Top of SELECTED EXCERPT

Two databases are routinely used to annotate SSU (18S) rRNA eukaryotic metabarcoding data PR2 and Silva. While PR2 is focusing only on eukaryotes (both nuclear and plastid genes), Silva contains both eukaryotes and prokaryotes SSU sequences. Silva tries to be as extensive as possible while PR2 only includes sequences that have been annotated by experts.

Another big difference is that while PR2 uses a fixed number of named taxonomic levels (8 from kingdom to species) and enforces strict taxonomic rules such that a given taxon can only appear in one column, Silva is much more flexible and each sequence can be annotated from 1 to 20 levels which do not have specific names. The advantage of the Silva approach is that taxonomy annotation can be adapted as a function of the groups (e.g. Metazoa groups are often described with many levels such as sub-family, sub-species etc…). However this makes incoherence in taxonomy much harder to track and also makes the analysis of metabarcoding data more complex for example when using packages such as phyloseq that relies on a fixed number of taxonomic levels.

In version 4.13.0, we provide along with the PR2 annotation the annotation provided by Silva version 138.1 (field silva_taxonomy which will look typically as string separated by “;”. For example:

  • “Eukaryota;SAR;Rhizaria;Cercozoa;Thecofilosea;Ebriacea;Ebria;uncultured eukaryote”
  • “Eukaryota;Amorphea;Obazoa;Opisthokonta;Holozoa;Choanozoa;Metazoa;Animalia;BCP clade;Bilateria;Deuterostomia;Chordata;Tunicata;Ascidiacea;Enterogona;Ciona savignyi”

In this small tutorial we offer some hints on how to compare the annotations between the two databases.

# Loading the necessary packages

  library("ggplot2")
  library("dplyr")
  library("tidyr")
  library("DT")
  library("forcats")
  library("stringr")
  library("treemapify")
  library(patchwork)

  library("pr2database")
  data(pr2)
  packageVersion("pr2database")
#> [1] '4.14.0'

# Read the PR2 database
  
  pr2 <- pr2 %>% 
  # Only keep 18S (do not consider plastids)
    filter(gene == "18S_rRNA")

Bottom of SELECTED EXCERPT
Top of PROVIDED MATERIAL

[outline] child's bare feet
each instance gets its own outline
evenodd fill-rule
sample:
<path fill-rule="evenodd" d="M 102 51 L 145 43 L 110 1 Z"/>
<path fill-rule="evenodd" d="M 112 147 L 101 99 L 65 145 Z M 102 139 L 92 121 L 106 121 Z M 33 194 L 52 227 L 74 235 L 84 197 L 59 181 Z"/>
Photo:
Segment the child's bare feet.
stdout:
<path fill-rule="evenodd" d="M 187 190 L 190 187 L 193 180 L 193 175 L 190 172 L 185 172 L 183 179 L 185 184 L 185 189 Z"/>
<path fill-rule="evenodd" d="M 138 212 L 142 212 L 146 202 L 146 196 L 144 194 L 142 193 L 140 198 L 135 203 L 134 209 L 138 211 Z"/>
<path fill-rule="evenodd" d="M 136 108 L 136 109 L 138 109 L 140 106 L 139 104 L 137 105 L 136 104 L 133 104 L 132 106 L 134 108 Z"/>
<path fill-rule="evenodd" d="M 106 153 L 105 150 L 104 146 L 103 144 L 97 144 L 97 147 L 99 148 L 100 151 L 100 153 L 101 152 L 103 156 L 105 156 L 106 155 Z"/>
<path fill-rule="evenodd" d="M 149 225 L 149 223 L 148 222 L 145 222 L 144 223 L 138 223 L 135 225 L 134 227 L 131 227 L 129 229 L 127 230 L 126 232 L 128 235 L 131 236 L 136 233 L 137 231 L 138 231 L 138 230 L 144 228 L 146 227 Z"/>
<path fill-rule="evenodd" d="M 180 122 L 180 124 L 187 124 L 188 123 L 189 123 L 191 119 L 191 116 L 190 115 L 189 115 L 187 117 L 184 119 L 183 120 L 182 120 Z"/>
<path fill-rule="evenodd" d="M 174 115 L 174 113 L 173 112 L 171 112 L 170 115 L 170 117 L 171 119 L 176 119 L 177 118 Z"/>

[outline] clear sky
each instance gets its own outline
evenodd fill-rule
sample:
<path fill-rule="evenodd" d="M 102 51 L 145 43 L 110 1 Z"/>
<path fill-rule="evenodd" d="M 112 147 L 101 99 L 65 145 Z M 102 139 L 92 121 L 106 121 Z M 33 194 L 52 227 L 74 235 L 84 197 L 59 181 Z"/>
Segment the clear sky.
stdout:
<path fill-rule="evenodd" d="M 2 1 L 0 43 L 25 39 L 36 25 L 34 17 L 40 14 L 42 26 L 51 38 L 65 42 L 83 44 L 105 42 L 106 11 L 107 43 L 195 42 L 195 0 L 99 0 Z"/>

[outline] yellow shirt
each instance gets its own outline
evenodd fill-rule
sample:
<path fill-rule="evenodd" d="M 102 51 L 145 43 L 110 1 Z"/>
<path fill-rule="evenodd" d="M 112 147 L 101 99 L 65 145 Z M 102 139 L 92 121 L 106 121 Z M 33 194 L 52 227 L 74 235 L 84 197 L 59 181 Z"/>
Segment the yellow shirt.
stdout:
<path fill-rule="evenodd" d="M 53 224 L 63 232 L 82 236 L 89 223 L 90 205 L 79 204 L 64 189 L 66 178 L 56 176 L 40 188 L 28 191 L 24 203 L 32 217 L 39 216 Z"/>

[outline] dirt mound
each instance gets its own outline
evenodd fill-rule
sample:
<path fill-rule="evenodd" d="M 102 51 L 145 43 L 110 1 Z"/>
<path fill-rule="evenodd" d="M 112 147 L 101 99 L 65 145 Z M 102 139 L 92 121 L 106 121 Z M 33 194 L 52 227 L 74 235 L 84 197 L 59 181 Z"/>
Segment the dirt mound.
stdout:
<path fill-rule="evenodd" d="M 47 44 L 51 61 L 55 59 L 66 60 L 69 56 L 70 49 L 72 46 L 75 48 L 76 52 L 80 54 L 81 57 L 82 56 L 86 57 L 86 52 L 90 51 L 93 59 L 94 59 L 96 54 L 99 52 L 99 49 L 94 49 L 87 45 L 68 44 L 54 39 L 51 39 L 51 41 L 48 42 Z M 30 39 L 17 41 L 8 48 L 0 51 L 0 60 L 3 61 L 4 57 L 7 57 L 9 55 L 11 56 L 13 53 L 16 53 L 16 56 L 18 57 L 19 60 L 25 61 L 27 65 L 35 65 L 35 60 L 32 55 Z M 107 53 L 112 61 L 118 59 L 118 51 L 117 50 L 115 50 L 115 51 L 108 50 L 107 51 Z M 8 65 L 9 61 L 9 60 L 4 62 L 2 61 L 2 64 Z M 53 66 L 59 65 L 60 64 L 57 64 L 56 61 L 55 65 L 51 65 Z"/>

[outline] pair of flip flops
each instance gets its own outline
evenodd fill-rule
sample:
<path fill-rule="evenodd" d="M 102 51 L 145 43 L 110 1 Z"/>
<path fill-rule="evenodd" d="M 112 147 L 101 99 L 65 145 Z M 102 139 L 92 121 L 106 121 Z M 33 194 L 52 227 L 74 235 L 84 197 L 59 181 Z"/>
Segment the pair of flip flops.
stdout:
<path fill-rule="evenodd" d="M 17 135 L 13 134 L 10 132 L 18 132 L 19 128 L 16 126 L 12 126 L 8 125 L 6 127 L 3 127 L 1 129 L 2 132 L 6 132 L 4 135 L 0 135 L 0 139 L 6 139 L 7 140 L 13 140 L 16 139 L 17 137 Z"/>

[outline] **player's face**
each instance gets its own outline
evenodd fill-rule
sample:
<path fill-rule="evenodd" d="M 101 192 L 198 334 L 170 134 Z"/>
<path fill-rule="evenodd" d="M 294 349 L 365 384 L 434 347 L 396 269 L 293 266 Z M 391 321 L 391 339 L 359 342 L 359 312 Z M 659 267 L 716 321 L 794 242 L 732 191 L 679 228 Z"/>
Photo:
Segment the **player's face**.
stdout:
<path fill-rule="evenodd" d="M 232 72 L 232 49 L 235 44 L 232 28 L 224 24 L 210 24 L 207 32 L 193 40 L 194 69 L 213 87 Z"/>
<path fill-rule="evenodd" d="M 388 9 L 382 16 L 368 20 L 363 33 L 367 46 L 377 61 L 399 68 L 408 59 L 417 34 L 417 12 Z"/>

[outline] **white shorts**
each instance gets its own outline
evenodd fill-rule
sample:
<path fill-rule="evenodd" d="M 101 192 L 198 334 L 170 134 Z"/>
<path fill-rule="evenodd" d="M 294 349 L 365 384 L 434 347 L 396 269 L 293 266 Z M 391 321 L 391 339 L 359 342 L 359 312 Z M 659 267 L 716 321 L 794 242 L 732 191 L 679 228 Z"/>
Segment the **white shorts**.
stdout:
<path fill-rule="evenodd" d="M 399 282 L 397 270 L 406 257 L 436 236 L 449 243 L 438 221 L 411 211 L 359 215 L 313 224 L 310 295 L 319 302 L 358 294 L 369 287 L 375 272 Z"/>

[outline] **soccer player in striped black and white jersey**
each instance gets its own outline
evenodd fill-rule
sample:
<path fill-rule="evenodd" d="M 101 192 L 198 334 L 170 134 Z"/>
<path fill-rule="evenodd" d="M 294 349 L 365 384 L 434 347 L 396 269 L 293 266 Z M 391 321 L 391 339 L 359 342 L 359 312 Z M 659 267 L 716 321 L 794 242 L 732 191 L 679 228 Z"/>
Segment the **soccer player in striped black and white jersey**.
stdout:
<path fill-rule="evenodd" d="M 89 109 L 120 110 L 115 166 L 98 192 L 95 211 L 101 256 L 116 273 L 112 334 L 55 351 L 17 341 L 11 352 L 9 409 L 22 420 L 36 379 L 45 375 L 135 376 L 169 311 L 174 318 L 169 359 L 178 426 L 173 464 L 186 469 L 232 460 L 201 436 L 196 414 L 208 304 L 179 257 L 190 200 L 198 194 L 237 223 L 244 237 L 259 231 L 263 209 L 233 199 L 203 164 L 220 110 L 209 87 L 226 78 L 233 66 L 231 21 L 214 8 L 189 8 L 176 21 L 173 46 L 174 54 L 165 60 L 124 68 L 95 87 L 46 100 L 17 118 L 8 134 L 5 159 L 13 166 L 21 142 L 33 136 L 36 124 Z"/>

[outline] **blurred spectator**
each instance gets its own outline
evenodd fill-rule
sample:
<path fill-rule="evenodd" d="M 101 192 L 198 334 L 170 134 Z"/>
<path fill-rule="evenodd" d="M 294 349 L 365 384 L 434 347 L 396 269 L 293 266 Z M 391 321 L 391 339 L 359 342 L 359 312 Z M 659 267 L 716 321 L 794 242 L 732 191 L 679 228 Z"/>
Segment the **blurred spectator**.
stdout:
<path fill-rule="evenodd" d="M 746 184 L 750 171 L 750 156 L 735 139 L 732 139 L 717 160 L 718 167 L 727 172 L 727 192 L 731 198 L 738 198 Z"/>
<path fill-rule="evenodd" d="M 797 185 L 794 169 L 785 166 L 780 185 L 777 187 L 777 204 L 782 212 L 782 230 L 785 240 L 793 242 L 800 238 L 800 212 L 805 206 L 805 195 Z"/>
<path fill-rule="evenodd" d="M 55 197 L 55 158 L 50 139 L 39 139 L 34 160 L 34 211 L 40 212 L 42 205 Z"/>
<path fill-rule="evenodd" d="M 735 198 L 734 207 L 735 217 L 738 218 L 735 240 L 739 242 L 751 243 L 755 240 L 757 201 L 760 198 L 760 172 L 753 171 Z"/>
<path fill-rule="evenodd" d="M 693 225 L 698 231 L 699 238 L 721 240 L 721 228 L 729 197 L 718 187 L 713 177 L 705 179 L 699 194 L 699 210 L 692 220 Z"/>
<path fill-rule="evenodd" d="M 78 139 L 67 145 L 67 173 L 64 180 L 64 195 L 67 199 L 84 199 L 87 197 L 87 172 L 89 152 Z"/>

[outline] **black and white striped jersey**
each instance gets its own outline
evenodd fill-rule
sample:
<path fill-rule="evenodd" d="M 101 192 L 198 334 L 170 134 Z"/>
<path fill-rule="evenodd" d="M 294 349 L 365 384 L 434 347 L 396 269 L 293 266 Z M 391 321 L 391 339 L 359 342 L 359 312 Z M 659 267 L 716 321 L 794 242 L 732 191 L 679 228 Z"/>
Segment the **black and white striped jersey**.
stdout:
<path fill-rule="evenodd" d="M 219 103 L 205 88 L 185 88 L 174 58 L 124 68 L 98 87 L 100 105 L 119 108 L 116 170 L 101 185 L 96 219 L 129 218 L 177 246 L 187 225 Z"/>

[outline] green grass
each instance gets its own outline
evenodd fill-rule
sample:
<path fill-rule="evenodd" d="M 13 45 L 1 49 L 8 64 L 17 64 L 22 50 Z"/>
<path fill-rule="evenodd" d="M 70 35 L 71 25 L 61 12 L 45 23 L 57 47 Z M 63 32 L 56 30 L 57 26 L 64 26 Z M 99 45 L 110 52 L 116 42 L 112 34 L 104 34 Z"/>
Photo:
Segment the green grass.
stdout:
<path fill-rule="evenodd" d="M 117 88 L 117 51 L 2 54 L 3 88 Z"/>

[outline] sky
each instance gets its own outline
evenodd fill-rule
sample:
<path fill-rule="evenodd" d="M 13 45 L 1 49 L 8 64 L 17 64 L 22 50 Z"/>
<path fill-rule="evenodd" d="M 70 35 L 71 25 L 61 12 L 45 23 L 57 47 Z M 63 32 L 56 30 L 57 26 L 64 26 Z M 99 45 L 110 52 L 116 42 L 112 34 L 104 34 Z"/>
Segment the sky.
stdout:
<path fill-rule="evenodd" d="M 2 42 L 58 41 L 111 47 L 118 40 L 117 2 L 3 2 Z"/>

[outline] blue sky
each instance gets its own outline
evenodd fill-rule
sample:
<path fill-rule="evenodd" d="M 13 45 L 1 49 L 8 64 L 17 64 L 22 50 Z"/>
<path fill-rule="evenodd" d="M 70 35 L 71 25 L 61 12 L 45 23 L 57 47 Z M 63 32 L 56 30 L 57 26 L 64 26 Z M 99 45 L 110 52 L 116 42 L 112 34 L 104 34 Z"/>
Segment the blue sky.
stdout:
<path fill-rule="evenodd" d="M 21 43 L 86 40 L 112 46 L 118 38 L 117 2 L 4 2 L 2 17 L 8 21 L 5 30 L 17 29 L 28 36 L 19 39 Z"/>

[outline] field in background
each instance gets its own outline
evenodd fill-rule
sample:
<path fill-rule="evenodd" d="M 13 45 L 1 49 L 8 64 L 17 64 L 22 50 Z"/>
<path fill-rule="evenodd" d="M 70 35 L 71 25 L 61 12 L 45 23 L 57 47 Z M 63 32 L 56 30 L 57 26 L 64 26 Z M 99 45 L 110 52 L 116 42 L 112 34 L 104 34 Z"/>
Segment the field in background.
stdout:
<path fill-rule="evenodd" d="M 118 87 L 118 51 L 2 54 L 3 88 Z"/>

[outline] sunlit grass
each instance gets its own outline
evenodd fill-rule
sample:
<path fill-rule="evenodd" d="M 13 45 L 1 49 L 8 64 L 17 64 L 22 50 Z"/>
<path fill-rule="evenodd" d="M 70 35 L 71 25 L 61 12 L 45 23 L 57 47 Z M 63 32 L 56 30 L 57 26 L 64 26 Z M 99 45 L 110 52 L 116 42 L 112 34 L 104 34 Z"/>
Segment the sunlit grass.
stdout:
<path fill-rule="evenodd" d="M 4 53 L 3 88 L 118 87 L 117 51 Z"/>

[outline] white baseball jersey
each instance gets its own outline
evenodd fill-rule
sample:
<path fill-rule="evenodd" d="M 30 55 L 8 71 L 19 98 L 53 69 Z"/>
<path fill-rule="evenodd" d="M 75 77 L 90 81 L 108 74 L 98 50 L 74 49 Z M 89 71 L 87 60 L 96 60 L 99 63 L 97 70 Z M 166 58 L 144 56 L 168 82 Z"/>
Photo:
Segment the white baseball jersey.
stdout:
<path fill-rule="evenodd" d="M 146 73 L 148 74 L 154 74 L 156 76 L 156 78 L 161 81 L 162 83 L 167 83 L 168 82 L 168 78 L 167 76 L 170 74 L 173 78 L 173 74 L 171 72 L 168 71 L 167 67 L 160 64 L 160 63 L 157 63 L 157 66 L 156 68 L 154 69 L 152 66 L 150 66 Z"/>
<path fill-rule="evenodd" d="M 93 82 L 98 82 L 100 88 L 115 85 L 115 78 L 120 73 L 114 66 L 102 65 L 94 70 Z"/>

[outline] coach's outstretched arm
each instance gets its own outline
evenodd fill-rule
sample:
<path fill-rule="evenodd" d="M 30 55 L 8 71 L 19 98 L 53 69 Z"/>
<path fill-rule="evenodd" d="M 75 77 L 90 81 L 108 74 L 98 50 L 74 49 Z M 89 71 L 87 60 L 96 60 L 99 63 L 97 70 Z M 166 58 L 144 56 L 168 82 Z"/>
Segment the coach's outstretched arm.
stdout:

Bottom of PROVIDED MATERIAL

PROBLEMS AND TASKS -
(a) Reproduce the PR2 and Silva tutorial from "# Loading the" up to and including "library(patchwork)".
(b) Please summarize the PR2 and Silva tutorial in two sentences.
(c) In the PR2 and Silva tutorial, which analysis package is given as an example of one that relies on a fixed number of taxonomic levels?

PROBLEM SOLUTIONS -
(a)
# Loading the necessary packages

  library("ggplot2")
  library("dplyr")
  library("tidyr")
  library("DT")
  library("forcats")
  library("stringr")
  library("treemapify")
  library(patchwork)

(b) PR2 covers only eukaryotes, includes only expert-annotated sequences and uses eight fixed, named taxonomic levels, whereas Silva contains both eukaryotes and prokaryotes, tries to be as extensive as possible and annotates each sequence with 1 to 20 unnamed levels. Version 4.13.0 provides the Silva 138.1 annotation along with the PR2 annotation, and the tutorial offers hints on comparing the annotations of the two databases.

(c) phyloseq